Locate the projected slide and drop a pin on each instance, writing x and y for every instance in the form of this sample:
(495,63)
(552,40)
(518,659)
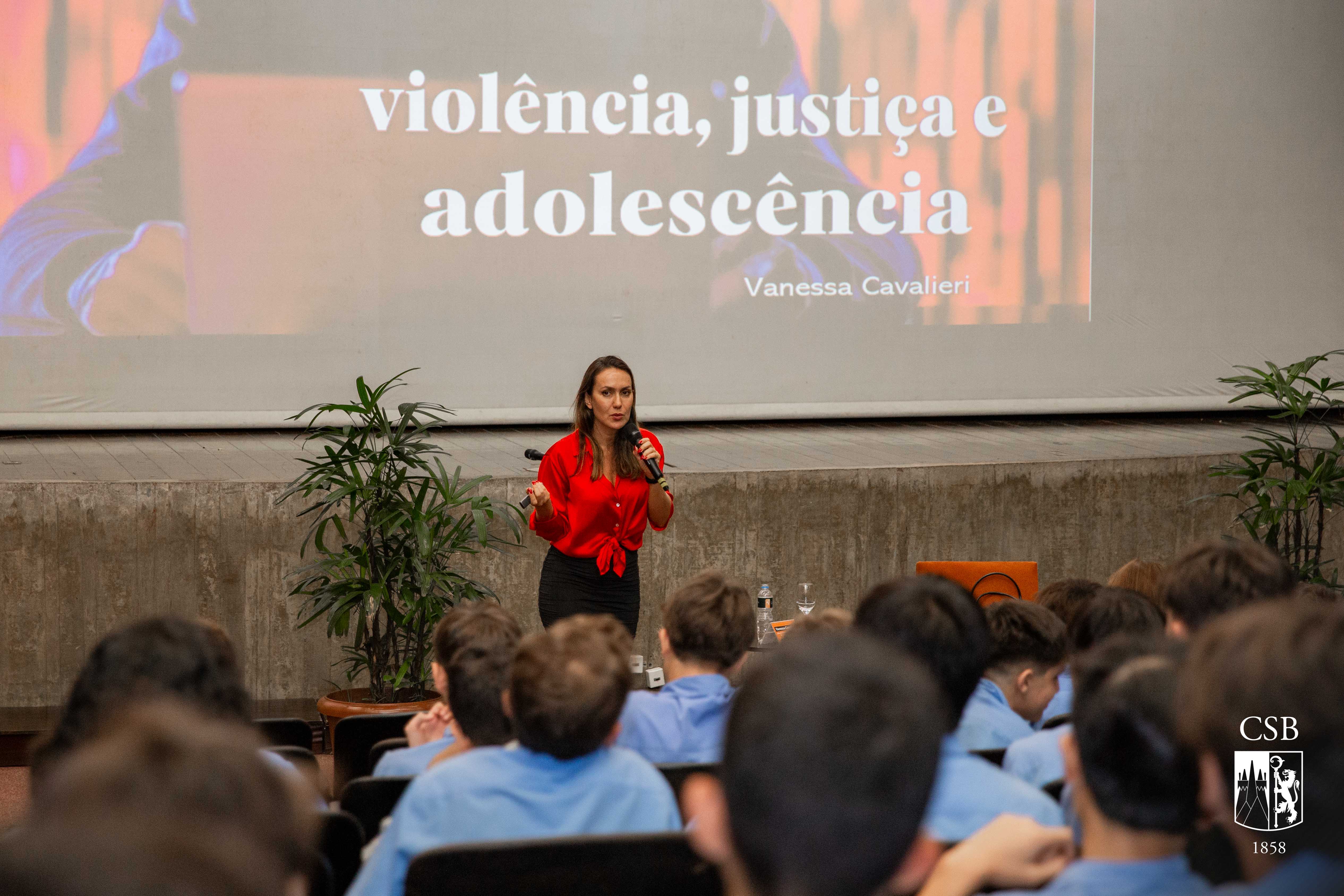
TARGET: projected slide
(294,167)
(220,210)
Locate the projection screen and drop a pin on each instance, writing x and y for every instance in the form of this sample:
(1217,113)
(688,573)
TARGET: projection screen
(221,211)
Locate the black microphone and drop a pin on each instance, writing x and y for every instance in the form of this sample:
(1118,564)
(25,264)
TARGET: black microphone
======
Across all of the records above, how many lines include the string "writing"? Answer with one number only.

Solution: 3